··· Selected text

In addition, research submitted by Catherine Pittman revealed that the length of recovery from dependence may be longer than previously recognized. Her study found “96 percent of long-term prescribed users continued to experience withdrawal symptoms for an average of 14 months after withdrawal and cessation from benzodiazepines.” There was also an indication that there may be enduring symptoms such as tinnitus, anxiety, motor symptoms, gastrointestinal issues, and paresthesia (a pricking sensation caused by nerve damage).
Attitudes towards the cause of prescription drug dependence and withdrawal
The report acknowledges a noticeable difference of opinion about that causes of prescription drug dependence between the governmental and practitioner organizations on one side and the support groups, withdrawal charities, and affected individuals on the other. The first group attributed patterns of dependence to individual differences in patients while the latter placed accountability on the inappropriate prescribing practices of the doctors. Research submitted by Pittman appears to substantiate the claims of the second group. The report states:
“Her research found no difference in the emergence and experience of withdrawal symptoms between those individuals prescribed benzodiazepines for psychiatric versus non-psychiatric (e.g., seizures, muscle tension, recovery from surgery) conditions. This suggests that long-term exposure to benzodiazepines per se may account for the severity of withdrawal experienced by prescribed users, and subsequently difficulties terminating use, rather than pre-existing individual differences in mental health status.”
The support groups, charities, and individual also indicate increased stigma from medical professionals after a patient becomes dependent on the drugs prescribed to them.
Research and data on prescription drug dependency and withdrawal
Many respondents pointed to the lack of research being done on prescription drug dependence with benzodiazepines, analgesics, antidepressants and Z-drugs. In addition to research on the drug effects, more work needs to be done to develop best practices and clinical guidelines for first identifying dependence and then deciding on the most advantageous course of action.

······
··· Data extracts

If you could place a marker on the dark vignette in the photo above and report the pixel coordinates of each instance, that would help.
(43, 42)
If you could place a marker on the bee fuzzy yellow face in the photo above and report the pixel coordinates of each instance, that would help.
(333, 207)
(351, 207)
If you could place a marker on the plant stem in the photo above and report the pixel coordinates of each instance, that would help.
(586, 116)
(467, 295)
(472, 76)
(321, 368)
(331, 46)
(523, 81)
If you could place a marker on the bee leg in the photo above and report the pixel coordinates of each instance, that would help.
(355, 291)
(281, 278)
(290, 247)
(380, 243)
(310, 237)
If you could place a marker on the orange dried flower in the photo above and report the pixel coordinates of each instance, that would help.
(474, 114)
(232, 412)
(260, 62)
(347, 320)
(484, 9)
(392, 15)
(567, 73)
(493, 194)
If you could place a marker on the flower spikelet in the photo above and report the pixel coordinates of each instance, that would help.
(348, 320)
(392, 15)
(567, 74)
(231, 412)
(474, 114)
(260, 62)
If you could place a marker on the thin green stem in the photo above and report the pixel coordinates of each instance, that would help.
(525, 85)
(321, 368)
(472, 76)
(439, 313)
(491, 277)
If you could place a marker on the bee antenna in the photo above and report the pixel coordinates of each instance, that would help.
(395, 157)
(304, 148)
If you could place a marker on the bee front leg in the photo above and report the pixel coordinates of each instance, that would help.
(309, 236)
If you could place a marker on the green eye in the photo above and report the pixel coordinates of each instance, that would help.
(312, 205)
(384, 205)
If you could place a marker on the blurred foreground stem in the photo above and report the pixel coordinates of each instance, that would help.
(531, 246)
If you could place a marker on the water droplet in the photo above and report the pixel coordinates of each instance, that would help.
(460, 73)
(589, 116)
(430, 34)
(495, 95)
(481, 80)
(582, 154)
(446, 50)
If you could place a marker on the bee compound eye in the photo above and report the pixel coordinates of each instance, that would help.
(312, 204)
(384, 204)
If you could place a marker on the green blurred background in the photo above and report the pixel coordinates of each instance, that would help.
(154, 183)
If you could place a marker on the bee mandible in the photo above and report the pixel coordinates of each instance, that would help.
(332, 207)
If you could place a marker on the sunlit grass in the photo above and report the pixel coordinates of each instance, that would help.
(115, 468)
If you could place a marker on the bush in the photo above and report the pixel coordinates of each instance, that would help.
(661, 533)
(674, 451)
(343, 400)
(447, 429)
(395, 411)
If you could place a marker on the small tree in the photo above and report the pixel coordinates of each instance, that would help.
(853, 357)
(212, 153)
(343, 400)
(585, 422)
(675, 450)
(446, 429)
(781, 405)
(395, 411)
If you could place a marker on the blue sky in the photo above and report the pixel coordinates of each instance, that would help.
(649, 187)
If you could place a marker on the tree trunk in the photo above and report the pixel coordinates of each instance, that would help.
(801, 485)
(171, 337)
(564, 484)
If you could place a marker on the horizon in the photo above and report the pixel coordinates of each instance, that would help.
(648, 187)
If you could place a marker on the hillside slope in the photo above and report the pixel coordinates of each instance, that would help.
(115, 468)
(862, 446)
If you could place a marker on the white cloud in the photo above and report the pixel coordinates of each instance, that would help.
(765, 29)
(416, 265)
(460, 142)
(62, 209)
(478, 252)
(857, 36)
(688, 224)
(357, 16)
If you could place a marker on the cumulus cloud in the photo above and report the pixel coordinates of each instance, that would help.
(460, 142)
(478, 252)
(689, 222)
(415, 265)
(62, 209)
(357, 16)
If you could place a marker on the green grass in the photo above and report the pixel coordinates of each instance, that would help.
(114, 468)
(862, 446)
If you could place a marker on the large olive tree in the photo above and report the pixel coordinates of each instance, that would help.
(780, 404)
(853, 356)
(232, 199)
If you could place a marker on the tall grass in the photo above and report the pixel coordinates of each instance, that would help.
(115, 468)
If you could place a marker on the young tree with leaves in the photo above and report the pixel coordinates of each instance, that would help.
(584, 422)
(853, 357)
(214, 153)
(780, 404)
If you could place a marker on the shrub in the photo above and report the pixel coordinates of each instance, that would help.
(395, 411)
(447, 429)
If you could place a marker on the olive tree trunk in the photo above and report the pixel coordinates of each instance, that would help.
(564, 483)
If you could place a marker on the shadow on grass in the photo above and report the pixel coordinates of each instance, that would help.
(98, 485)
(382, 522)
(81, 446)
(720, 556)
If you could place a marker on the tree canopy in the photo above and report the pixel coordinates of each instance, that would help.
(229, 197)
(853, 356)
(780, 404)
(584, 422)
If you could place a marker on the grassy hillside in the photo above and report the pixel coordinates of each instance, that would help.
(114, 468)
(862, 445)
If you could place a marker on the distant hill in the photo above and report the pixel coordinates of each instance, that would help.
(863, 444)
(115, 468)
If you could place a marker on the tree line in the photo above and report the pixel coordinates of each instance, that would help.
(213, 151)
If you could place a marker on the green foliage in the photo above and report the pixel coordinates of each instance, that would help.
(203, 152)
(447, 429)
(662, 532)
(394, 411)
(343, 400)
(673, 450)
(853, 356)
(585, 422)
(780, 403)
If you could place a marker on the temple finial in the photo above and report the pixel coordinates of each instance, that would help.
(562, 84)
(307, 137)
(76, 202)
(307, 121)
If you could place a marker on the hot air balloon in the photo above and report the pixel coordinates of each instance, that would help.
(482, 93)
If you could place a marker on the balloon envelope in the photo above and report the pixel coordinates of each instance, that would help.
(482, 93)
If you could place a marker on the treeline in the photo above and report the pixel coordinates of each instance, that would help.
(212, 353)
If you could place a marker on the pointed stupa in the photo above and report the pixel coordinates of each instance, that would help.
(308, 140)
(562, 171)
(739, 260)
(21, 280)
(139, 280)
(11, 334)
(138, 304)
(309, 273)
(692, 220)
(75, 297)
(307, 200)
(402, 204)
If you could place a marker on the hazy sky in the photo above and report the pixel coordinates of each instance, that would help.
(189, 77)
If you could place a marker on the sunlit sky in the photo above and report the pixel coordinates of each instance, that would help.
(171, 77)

······

▶ What this task involves
Copy the text on prescription drug dependence from "The support groups, charities, and" up to and including "course of action.", replacing "stigma" with "mistrust".

▶ Answer for the task
The support groups, charities, and individual also indicate increased mistrust from medical professionals after a patient becomes dependent on the drugs prescribed to them.
Research and data on prescription drug dependency and withdrawal
Many respondents pointed to the lack of research being done on prescription drug dependence with benzodiazepines, analgesics, antidepressants and Z-drugs. In addition to research on the drug effects, more work needs to be done to develop best practices and clinical guidelines for first identifying dependence and then deciding on the most advantageous course of action.